# [DOCUMENT PASSAGE]
┄┄┄┄┄┄┄┄┄┄┄┄┄┄┄┄┄┄┄┄

Summary: We demonstrate several advantages of applying data mining techniques on time-dependent Electronic Medical Records (EMR), specifically: 1) combining structured and unstructured variables improves the accuracy of a type-2 diabetes (T2D) classification algorithm, 2) conducting a quantitative survey of multiple comorbidities is important in T2D especially cardiovascular complications with hazard ratios, 3) analyzing time dependent variables can clarify time dependent contributions to variety of comorbidities, and specifically of the “obesity paradox”, and 4) demonstrating that an unbiased examination of physician treatment patterns reveals changes over time consistent with clinical trials.
Background: Cohorts assembled from EMR present a potentially powerful resource to study T2D and cardiovascular complications at population scale. Recent reports have demonstrated the utility of EMR analysis to discover genotype-phenotype correlations, sub-categories of disease, and adverse drug events.
Methods: We developed a classification algorithm to identify T2D patients based on characteristics including clinical notes, diagnosis and procedure codes, medications, and laboratory tests. We analyzed an EMR database at MGH and BWH considering patients who received care between 1990 - 2013. We applied logistic regression with the adaptive LASSO using different combinations of variables such as structured variables only, unstructured variables only, and combination of all variables. To determine the level of association between clinical and demographic variables with mortality we developed baseline and lagged-time varying Cox regression models that included an adjustment to ethnicity and time varying covariates. To observe at changes in frequency ratios of medical concepts as a function of time, considering also the effects of clinical trials publications, we focus on heart failure related concepts extracted from clinical notes (e.g., Aldosterone, Biventricular Pacemaker). To assess how therapeutic relationships change over time, we calculated sparse covariance matrices.

┄┄┄┄┄┄┄┄┄┄┄┄┄┄┄┄┄┄┄┄

# [DATA]
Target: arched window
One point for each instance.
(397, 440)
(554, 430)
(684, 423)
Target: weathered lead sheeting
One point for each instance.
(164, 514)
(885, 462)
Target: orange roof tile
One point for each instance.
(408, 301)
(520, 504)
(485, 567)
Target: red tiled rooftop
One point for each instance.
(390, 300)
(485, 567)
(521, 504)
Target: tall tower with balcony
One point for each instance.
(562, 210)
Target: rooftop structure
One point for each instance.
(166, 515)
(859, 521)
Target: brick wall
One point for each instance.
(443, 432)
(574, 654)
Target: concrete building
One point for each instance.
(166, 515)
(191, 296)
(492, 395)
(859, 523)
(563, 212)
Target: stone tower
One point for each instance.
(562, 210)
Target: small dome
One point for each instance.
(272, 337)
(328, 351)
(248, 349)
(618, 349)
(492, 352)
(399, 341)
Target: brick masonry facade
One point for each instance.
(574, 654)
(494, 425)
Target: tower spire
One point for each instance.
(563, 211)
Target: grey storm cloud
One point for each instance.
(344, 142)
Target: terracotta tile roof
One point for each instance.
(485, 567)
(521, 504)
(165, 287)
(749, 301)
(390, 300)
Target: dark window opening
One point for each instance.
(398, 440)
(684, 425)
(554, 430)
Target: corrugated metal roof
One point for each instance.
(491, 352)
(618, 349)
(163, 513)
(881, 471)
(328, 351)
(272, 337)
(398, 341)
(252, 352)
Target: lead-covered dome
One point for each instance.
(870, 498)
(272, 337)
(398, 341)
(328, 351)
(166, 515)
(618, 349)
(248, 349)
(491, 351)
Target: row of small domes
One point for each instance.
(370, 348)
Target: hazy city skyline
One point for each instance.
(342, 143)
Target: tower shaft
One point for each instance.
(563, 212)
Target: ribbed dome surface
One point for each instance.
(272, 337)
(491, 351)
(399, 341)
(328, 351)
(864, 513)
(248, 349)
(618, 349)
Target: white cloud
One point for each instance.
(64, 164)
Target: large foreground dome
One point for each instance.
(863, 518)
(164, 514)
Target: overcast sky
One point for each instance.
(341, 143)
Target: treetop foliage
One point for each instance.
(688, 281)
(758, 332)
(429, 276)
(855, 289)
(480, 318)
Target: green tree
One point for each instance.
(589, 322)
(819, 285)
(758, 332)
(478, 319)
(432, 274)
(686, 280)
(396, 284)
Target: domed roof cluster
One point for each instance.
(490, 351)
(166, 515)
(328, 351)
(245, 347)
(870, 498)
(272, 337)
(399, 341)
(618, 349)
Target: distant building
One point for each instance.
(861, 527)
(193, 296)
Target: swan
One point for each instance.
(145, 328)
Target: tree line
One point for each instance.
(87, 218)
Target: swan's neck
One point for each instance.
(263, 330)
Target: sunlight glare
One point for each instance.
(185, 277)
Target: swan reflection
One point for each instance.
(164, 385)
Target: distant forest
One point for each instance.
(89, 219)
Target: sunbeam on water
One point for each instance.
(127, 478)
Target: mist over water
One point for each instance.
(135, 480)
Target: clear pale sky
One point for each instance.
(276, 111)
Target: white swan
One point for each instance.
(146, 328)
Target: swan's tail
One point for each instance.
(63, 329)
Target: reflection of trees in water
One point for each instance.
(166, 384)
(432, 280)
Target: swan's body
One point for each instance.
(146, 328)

┄┄┄┄┄┄┄┄┄┄┄┄┄┄┄┄┄┄┄┄

Duplicate the passage from the diabetes EMR study above, starting at "Summary: We demonstrate" and ending after "with clinical trials.".

# [EXERCISE SOLUTION]
Summary: We demonstrate several advantages of applying data mining techniques on time-dependent Electronic Medical Records (EMR), specifically: 1) combining structured and unstructured variables improves the accuracy of a type-2 diabetes (T2D) classification algorithm, 2) conducting a quantitative survey of multiple comorbidities is important in T2D especially cardiovascular complications with hazard ratios, 3) analyzing time dependent variables can clarify time dependent contributions to variety of comorbidities, and specifically of the “obesity paradox”, and 4) demonstrating that an unbiased examination of physician treatment patterns reveals changes over time consistent with clinical trials.